→ **Opdrachten**
1 – Op welke datum stuurde de minister volgens de ministersbrieven over de politie het eerste halfjaarbericht politie naar de Tweede Kamer?
2 – Pak de ministersbrieven over de politie weer op na de laatste zin en schrijf ze verder.

→ **Aangeleverde tekst**
-.-.-
34 641 Wijziging van het Wetboek van Strafrecht in verband met het opnemen van een specifieke strafuitsluitingsgrond voor opsporingsambtenaren die geweld hebben gebruikt in de rechtmatige uitoefening van hun taak en een strafbaarstelling van schending van de geweldsinstructie en wijziging van het Wetboek van Strafvordering in verband met het opnemen van een grondslag voor het doen van strafrechtelijk onderzoek naar geweldgebruik door opsporingsambtenaren (geweldsaanwending opsporingsambtenaar)

R BRIEF VAN DE MINISTER VAN JUSTITIE EN VEILIGHEID

Aan de Voorzitter van de Eerste Kamer der Staten-Generaal

Den Haag, 6 juli 2022

Mijn ambtsvoorganger heeft toegezegd, naar aanleiding van vragen van de leden Recourt (PvdA), Dittrich (D66) en Baay-Timmerman (50PLUS), om de kwestie «bijtgedrag van politiehonden in de nek en het gezicht», onder de aandacht van de politie te brengen en ook tijdens de periodieke training hier extra aandacht aan te laten besteden.1

De toezegging wordt toegelicht in het eerste halfjaarbericht politie aan de Tweede Kamer. Daarom ontvangt u hierbij een afschrift van het eerste halfjaarbericht politie, inclusief bijlagen. Deze heb ik 17 juni 2022 toegezonden aan de Tweede Kamer.

De Minister van Justitie en Veiligheid, D. Yeşilgöz-Zegerius

BRIEF VAN DE MINISTER VAN JUSTITIE EN VEILIGHEID

Aan de Voorzitter van de Tweede Kamer der Staten-Generaal

Den Haag, 17 juni 2022

De politie voert de strafrechtelijke rechtshandhaving uit, handhaaft de openbare orde en verleent hulp aan hen die dat behoeven. Achter deze formele terminologie, afkomstig uit de Politiewet 2012, gaat onvoorstelbaar veel schuil. De politie staat midden in de samenleving en heeft een cruciale rol in de veiligheid van Nederland. Politiemedewerkers zetten zich dag en nacht in voor een land waarin we ons veilig voelen, waar we vrij zijn en waar we onszelf kunnen zijn. Ik zie dat politiemedewerkers toegewijd zijn en werken met hart en ziel voor de samenleving. Dat verdient respect en waardering.
-.-.-
→ **Oefengegevens**
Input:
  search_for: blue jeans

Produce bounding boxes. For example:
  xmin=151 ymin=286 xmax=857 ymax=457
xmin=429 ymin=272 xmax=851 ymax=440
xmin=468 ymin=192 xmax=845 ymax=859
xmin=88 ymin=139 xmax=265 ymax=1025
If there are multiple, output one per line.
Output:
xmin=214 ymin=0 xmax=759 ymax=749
-.-.-
→ **Antwoorden**
1 – Op 17 juni 2022.

2 –
Ik zie ook de uitdagingen waar de politie voor staat. Over kwantitatief en kwalitatief voldoende politiemedewerkers beschikken, digitale opsporing verstevigen, discriminatie tegengaan en de ondermijnende criminaliteit aanpakken zijn maar enkele voorbeelden. Om nog maar niet te spreken over de ontwikkelingen bij de Landelijke Eenheid, waar ik uw Kamer in een separate brief over informeer. Daarom is er fors geïnvesteerd in het politiewerk om de basis voor de komende jaren goed op orde te krijgen. Het geld dat de politie jaarlijks ter beschikking staat, is sinds de start van de nationale politie sterk toegenomen en deze lijn zet ik voort. De komende jaren wordt er verder geïnvesteerd, zoals te zien in de begroting met 200 miljoen in het Regeerakkoord voor de basis op orde en 135 miljoen uit de motie Hermans. Daarnaast ben ik erg verheugd dat er een arbeidsvoorwaardenakkoord is gesloten met een gemiddelde loonsverhoging van 9,5% over 2,5 jaar. In dit akkoord waarderen en erkennen wij het belangrijke werk van de uitvoerende politiemedewerkers in een tijd van verzwarende werkomstandigheden als gevolg van de onderbezetting met een tijdelijke financiële tegemoetkoming boven op de salarisverhoging.

Dit alles is nodig zodat de politie in staat blijft de oren en ogen te zijn in de wijk, en voldoende toegerust is op de uitdagingen van de toekomst.

Deze brief

In deze brief informeer ik u over de staat van de politie. Ik informeer uw Kamer langs drie lijnen, te weten: de positie van de politie in de samenleving, de toerusting van de politieorganisatie en de ontwikkeling van de taakuitvoering en het werkaanbod. In bijlage 1 heb ik ten aanzien van deze lijnen kerncijfers visueel weergegeven. Deze kerncijfers helpen bij het beeld van de ontwikkeling en trends van de politieorganisatie en de context waarin zij acteren. In bijlage 2 informeer ik u over de gedane toezeggingen, moties en over een aantal aanvullende zaken.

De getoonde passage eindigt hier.